◆ **WRITTEN TASK**
Print verbatim every line starting at the one that contains "Locate the sun" and ending at the final line of the records; include both endpoints.
※ ※ ※
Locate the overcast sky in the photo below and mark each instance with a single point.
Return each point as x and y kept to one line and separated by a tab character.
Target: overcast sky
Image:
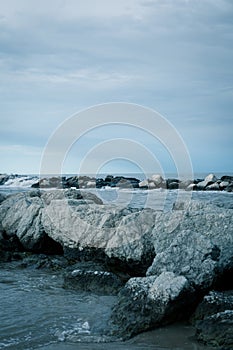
58	57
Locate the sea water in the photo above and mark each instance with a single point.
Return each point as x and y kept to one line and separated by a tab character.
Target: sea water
36	312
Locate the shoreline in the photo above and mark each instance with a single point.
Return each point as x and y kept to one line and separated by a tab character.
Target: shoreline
210	182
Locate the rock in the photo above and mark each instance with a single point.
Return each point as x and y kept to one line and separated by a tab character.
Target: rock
213	187
217	330
3	178
185	184
191	187
183	257
50	182
227	178
2	197
229	188
157	180
213	319
172	184
211	178
90	184
151	185
213	303
148	302
93	278
144	184
201	186
223	185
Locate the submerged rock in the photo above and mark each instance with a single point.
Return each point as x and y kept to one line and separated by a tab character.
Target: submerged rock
148	302
217	330
92	278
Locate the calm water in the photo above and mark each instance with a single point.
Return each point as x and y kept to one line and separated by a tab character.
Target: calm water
36	312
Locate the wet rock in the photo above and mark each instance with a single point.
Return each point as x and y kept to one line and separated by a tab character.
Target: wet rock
144	184
213	187
211	178
217	330
183	257
223	184
147	302
229	188
3	178
227	178
92	278
213	303
172	184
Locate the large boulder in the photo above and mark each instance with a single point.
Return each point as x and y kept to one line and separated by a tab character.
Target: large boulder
147	302
76	224
217	330
213	319
191	255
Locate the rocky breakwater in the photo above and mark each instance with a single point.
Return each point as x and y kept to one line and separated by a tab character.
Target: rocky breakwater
193	255
162	264
210	183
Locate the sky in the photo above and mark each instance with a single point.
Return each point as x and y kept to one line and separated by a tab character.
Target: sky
60	57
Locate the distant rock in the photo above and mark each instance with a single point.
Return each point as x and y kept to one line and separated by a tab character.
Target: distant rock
223	185
144	184
227	178
229	188
157	180
213	187
145	303
3	178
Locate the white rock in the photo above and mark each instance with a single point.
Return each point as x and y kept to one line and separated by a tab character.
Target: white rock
144	183
211	178
157	179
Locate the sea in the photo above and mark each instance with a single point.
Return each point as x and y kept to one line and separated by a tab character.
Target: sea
37	312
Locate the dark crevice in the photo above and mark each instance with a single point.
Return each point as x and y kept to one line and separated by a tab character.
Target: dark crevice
48	246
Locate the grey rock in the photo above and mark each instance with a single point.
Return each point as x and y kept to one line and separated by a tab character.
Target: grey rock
213	303
217	330
223	184
213	187
229	188
147	302
211	178
92	278
191	255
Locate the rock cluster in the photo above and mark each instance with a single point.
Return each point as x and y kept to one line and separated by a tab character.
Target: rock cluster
210	183
213	319
162	263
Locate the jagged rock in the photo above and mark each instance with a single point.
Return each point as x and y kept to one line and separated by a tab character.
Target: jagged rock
3	178
148	302
173	185
211	178
217	330
223	184
201	186
183	257
157	180
92	278
227	178
213	187
213	303
229	188
144	184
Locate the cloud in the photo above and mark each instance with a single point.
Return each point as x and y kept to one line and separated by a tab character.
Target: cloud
61	56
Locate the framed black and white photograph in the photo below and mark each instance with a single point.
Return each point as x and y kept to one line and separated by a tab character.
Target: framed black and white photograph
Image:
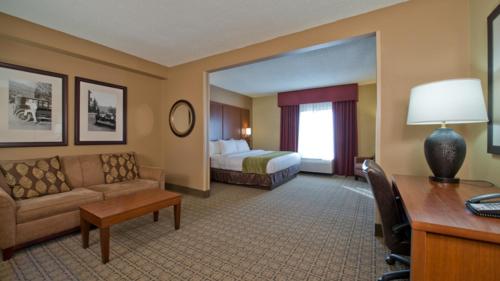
100	112
33	106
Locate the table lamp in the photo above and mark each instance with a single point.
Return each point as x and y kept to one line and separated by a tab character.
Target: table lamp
455	101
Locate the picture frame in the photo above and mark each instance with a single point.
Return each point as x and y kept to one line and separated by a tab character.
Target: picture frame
34	105
493	23
100	112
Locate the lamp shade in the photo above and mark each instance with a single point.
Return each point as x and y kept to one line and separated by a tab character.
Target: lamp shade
449	101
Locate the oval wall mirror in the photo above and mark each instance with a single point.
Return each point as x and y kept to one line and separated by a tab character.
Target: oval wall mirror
181	118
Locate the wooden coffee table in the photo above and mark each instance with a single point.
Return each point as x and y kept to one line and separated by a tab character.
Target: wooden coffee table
104	214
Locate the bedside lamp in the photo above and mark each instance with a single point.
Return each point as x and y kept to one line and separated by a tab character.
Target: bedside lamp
445	102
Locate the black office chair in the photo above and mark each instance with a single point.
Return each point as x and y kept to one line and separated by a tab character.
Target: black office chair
395	227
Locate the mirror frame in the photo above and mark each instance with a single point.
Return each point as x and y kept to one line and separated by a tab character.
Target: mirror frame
494	149
171	118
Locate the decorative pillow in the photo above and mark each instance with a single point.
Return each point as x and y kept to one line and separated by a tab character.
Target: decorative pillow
242	146
214	147
35	178
228	146
119	167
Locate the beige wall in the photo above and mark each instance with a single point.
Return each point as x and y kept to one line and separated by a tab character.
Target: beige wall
31	45
266	123
418	41
483	165
221	95
367	107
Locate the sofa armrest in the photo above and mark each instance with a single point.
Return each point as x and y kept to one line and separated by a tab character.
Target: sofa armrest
153	173
7	220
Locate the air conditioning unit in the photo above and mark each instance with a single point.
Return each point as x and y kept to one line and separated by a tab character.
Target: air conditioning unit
316	166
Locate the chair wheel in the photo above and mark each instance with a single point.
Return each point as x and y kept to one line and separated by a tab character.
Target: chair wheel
389	260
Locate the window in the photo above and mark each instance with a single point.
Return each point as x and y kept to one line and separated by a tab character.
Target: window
316	131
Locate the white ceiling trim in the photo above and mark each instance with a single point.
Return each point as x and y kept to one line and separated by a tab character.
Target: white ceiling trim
172	32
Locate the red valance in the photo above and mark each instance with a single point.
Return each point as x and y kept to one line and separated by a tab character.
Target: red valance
348	92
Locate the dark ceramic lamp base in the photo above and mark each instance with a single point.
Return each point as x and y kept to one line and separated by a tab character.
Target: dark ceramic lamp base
445	152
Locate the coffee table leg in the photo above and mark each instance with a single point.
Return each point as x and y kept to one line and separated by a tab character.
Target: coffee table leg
104	244
84	229
177	215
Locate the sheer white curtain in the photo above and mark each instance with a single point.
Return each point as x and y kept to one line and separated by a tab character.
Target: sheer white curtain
316	131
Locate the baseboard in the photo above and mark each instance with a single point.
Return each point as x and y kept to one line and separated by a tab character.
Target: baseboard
187	190
378	230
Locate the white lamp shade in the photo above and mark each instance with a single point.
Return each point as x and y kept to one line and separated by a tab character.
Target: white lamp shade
450	101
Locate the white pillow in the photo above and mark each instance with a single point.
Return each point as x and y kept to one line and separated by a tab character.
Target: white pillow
214	147
242	146
228	146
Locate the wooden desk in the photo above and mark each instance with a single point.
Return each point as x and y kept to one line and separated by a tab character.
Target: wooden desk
448	241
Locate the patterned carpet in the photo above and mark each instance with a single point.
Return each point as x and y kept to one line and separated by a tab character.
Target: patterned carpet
311	228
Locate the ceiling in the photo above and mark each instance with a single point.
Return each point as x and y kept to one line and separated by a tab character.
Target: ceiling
344	62
171	32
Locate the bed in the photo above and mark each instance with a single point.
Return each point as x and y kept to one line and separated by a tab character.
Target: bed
232	161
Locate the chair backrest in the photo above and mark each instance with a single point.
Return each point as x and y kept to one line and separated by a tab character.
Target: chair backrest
386	202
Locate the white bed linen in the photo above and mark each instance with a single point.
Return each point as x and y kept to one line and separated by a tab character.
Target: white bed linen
234	161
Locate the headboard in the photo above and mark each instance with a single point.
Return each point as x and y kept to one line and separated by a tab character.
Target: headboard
227	121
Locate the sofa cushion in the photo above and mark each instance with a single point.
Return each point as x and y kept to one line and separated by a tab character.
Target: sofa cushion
46	206
92	173
124	188
119	167
34	178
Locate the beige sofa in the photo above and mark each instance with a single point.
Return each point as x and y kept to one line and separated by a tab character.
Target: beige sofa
29	221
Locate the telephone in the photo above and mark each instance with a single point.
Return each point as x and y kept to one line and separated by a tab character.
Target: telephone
490	208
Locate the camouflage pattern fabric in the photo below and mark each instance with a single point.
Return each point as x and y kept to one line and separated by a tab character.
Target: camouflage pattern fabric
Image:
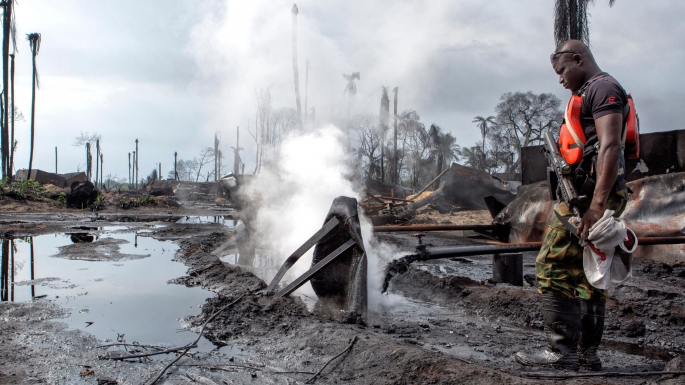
559	265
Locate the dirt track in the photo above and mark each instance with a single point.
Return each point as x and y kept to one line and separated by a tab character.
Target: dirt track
441	322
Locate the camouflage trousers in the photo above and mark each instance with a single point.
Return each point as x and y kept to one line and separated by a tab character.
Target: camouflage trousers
559	265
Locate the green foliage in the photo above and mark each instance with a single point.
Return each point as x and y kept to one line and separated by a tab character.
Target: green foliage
146	200
129	203
21	190
126	203
62	199
99	202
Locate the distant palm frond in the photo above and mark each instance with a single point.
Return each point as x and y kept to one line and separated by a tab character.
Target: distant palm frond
571	20
34	43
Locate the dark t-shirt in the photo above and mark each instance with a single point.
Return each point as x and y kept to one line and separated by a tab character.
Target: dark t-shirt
602	95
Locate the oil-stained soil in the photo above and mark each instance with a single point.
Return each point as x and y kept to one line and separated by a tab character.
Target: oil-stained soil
441	322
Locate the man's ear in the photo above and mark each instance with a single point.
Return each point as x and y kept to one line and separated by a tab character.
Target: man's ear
578	59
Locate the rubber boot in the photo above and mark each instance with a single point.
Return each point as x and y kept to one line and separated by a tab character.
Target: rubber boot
562	327
591	329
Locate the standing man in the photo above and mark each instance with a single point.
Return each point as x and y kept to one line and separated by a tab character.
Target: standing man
573	310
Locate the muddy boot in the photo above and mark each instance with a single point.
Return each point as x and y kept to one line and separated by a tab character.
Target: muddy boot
562	324
592	327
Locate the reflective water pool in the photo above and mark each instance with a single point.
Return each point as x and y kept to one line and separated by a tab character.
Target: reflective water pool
114	284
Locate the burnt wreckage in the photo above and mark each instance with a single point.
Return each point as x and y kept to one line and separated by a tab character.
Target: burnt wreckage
656	212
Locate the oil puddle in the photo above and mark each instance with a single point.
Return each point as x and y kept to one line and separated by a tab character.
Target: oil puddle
114	284
220	219
265	265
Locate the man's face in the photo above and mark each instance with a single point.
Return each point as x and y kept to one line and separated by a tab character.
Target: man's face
568	67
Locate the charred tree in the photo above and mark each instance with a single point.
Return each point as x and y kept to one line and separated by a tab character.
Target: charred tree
34	43
296	74
383	125
14	117
6	36
394	143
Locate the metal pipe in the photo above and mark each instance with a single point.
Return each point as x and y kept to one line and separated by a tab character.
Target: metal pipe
499	248
386	229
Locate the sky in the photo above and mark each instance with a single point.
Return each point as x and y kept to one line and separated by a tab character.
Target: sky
171	73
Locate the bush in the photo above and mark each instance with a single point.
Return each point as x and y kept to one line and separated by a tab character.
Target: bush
21	190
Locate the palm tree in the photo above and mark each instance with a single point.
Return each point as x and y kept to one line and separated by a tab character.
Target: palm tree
483	125
296	73
571	20
7	35
34	43
351	92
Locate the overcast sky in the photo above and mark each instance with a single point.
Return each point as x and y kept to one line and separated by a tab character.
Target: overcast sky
173	72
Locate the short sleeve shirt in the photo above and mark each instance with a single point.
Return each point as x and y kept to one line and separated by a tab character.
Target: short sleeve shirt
602	95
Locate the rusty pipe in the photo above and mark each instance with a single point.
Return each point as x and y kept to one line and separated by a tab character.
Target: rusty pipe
499	248
386	229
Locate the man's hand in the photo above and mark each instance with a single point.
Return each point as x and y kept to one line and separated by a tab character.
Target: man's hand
587	221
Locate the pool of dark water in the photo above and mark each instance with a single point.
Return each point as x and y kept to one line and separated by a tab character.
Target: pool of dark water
113	283
221	219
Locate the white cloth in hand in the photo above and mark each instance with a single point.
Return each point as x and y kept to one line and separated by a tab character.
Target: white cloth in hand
598	264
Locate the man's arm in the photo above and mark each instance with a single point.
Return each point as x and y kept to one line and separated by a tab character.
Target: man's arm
609	128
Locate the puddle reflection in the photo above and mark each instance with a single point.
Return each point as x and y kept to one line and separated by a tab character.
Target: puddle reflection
221	219
127	295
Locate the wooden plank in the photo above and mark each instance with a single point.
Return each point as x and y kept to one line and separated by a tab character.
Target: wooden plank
315	269
327	228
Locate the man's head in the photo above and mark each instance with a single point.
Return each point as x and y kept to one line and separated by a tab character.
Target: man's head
574	63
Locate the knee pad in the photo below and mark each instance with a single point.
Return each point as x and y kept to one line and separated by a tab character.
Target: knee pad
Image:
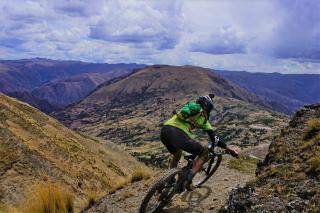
204	154
175	159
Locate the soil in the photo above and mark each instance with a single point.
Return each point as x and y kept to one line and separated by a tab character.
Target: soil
209	198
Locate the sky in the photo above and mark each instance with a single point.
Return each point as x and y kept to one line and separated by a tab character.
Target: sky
252	35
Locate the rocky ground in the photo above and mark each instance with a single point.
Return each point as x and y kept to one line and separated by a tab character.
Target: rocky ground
289	178
209	198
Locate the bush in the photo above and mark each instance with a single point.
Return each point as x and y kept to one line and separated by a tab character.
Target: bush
92	198
137	175
49	198
315	165
312	129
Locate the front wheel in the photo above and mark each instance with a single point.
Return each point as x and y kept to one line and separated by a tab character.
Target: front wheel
161	192
207	170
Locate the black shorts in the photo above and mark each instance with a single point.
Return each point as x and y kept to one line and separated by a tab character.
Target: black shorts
175	139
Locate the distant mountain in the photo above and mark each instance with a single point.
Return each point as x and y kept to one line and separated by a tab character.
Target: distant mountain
284	92
58	82
36	149
130	110
39	103
288	179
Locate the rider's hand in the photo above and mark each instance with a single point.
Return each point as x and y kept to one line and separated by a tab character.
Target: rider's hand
233	152
216	139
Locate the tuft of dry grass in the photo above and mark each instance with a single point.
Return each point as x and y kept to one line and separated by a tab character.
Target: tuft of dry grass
49	198
315	165
137	175
92	198
244	164
312	129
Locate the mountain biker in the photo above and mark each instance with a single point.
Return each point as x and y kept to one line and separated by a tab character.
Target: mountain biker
176	134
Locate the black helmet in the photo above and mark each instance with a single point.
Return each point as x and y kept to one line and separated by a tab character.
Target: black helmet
206	103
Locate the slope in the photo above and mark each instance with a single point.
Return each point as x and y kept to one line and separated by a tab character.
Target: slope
289	178
131	110
284	92
35	148
58	82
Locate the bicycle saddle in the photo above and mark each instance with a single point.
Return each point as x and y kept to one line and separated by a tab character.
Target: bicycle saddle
190	157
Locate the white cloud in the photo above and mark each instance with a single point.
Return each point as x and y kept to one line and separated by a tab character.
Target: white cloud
237	35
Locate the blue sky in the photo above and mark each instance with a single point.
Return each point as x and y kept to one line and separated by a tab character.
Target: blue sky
259	36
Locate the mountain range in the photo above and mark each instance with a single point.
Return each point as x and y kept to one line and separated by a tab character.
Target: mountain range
36	149
130	110
55	84
284	92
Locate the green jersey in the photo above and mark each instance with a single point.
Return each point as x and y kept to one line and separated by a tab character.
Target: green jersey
189	117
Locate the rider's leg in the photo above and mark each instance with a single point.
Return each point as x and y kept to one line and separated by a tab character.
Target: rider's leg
197	165
175	159
203	157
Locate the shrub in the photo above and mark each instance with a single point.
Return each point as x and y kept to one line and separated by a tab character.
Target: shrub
312	129
49	198
315	165
92	198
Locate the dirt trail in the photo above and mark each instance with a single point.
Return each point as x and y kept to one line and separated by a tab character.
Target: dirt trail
209	198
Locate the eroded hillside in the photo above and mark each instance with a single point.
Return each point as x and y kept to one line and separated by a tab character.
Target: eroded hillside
289	178
35	148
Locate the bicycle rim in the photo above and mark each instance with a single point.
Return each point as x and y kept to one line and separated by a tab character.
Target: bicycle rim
161	193
207	170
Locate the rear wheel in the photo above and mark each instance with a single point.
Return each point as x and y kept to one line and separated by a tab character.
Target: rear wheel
207	170
161	193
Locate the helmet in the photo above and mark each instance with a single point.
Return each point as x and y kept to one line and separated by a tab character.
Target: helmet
206	103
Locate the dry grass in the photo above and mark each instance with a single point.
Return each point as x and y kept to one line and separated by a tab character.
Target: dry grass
312	129
137	175
315	165
92	198
245	164
49	198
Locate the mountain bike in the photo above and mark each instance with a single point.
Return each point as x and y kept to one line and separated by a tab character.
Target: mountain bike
172	184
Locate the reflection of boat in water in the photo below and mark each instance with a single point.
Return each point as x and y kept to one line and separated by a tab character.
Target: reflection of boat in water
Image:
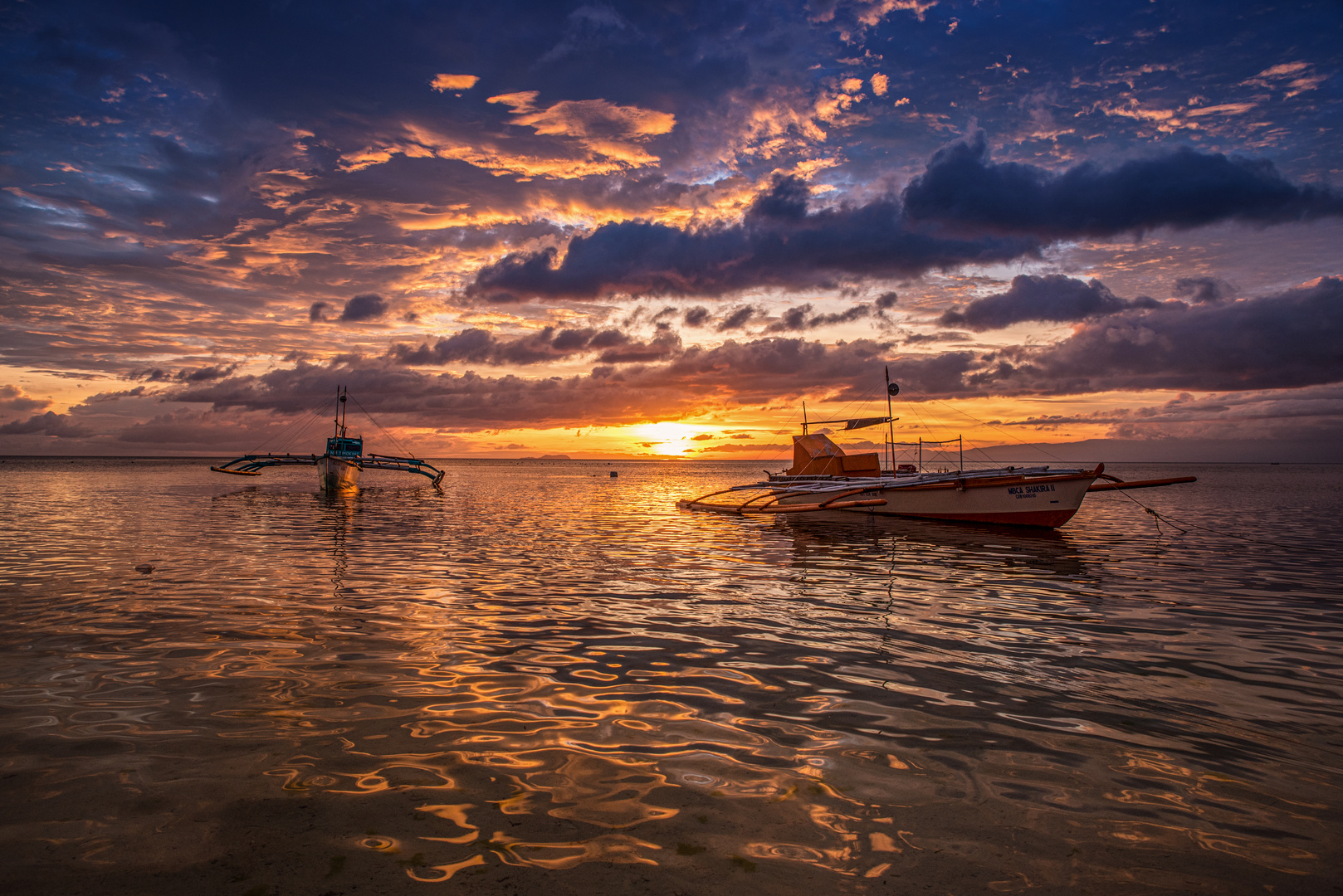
825	479
340	465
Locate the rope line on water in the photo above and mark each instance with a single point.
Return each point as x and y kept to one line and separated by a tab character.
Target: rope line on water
1184	525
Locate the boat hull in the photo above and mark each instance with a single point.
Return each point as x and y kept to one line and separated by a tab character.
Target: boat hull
335	475
1048	501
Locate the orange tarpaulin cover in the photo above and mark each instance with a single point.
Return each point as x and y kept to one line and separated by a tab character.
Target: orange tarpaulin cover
818	455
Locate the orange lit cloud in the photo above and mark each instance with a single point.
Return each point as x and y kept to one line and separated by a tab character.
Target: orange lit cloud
453	82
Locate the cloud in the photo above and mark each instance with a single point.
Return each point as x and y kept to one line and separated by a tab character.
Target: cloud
696	316
482	347
779	243
1184	188
1204	289
50	423
1051	297
886	303
801	317
689	381
184	375
1288	340
736	319
13	399
367	306
453	82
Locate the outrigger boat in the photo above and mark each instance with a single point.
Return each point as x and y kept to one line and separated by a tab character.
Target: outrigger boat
825	479
340	465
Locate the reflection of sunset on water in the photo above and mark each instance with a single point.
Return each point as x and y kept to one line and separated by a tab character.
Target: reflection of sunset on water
403	685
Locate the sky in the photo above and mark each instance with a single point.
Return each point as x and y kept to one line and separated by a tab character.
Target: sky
632	230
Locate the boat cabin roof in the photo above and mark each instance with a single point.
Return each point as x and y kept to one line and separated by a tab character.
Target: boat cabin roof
815	455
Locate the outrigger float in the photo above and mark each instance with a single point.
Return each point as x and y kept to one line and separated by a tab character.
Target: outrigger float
339	468
825	479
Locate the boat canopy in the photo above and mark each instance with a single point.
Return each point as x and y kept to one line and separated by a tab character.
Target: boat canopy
815	455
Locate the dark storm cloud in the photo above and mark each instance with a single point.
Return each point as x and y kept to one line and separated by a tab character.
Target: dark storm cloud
693	379
1182	188
369	306
50	423
1051	297
886	303
779	243
1204	289
549	344
736	319
801	317
184	375
997	212
1288	340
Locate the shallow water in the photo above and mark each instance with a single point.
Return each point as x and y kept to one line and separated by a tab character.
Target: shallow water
543	679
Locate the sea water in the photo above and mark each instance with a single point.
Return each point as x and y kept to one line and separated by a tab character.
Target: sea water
545	680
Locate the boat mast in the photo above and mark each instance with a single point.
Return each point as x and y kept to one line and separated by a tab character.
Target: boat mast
892	388
340	411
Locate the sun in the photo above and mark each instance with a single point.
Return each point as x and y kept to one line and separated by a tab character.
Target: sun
667	440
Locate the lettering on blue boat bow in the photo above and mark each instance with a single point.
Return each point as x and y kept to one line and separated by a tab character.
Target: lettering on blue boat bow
1029	490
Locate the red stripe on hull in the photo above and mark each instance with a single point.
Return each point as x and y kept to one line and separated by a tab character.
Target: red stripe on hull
1047	519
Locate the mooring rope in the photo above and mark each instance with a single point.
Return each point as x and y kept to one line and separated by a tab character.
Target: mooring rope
※ ※ ※
◆ **SOLUTION TO THIS PROBLEM**
Locate the sun in the photo above and mark each instance with a single point.
Return each point as x and y kept to one line and separated by a tab character.
Target: sun
667	440
Locate the lettering on blue boat bow in the photo above and mark each instance with a single point.
Return each point as x and y kept to one line and separated by a tab character.
Target: lettering on blue boat bow
1029	490
Locate the red stripe on hull in the photo above and mark each instance with a single point.
Return each point as x and y kept to one line and separated by a tab character.
Target: red stripe on hull
1047	519
Locate the mooring rope in the photo above and mark each instance with a single point.
Return each point as x and y kept to one line and separated by a tab character.
Target: mooring rope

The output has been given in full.